*Цель задания*. Перепишите без изменений часть текста о театральной правдивости от слов «Это не значит, что» до слов «передать их хладнокровно.».

*Исходный текст*.
Поразмыслите над тем, что в театре называют быть правдивым. Значит ли это вести себя на сцене, как в жизни? Нисколько. Правдивость в таком понимании превратилась бы в пошлость. Что же такое театральная правдивость? Это соответствие действий, речи, лица, голоса, движений, жестов идеальному образу, созданному воображением поэта и зачастую еще преувеличенному актером. Вот в чем чудо. Этот образ влияет не только на тон, – он изменяет поступь, осанку. Поэтому-то актер на улице и актер на сцене – люди настолько различные, что их с трудом можно узнать. Когда я впервые увидал мадемуазель Клерон у нее дома, я невольно воскликнул: «Ах, сударыня, я был уверен, что вы на целую голову выше».
Несчастная женщина, поистине несчастная, плачет, и она вас ничуть не трогает; хуже того: какая-нибудь черта, ее уродующая, смешит вас, свойственные ей интонации режут вам слух и раздражают вас; из-за какого-нибудь привычного ей движения скорбь ее вам кажется низменной и отталкивающей, ибо почти все чрезмерные страсти выражаются гримасами, которые безвкусный актер рабски копирует, но великий артист избегает. Мы хотим, чтобы при сильнейших терзаниях человек сохранял человеческий характер и достоинство своей породы. В чем эффект этих героических усилий? В том, чтоб смягчить и рассеять нашу скорбь. Мы хотим, чтобы женщина падала на землю пристойно и мягко, а герой умирал подобно древнему гладиатору, посреди арены, под аплодисменты цирка, грациозно и благородно, в изящной и живописной позе. Кто же удовлетворит наши пожелания? Тот ли атлет, кого скорбь порабощает, а чувствительность обезображивает? Или же академический атлет, который владеет собой и испускает последний вздох, следуя правилам уроков гимнастики? Древний гладиатор, подобно великому актеру, и великий актер, подобно древнему гладиатору, не умирают так, как умирают в постели, – чтобы нам понравиться, они должны изображать смерть по-другому, и чуткий зритель поймет, что обнаженная правда, действие, лишенное прикрас, выглядело бы жалким и противоречило бы поэзии целого.
Это не значит, что подлинной природе не присущи возвышенные моменты, но я думаю, что уловить и сохранить их величие дано лишь тому, кто сумеет предвосхитить их силой воображения или таланта и передать их хладнокровно.

*Перечень данных*.
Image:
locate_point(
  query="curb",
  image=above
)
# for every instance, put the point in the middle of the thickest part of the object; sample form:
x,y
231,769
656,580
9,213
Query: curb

*Решение*.
Это не значит, что подлинной природе не присущи возвышенные моменты, но я думаю, что уловить и сохранить их величие дано лишь тому, кто сумеет предвосхитить их силой воображения или таланта и передать их хладнокровно.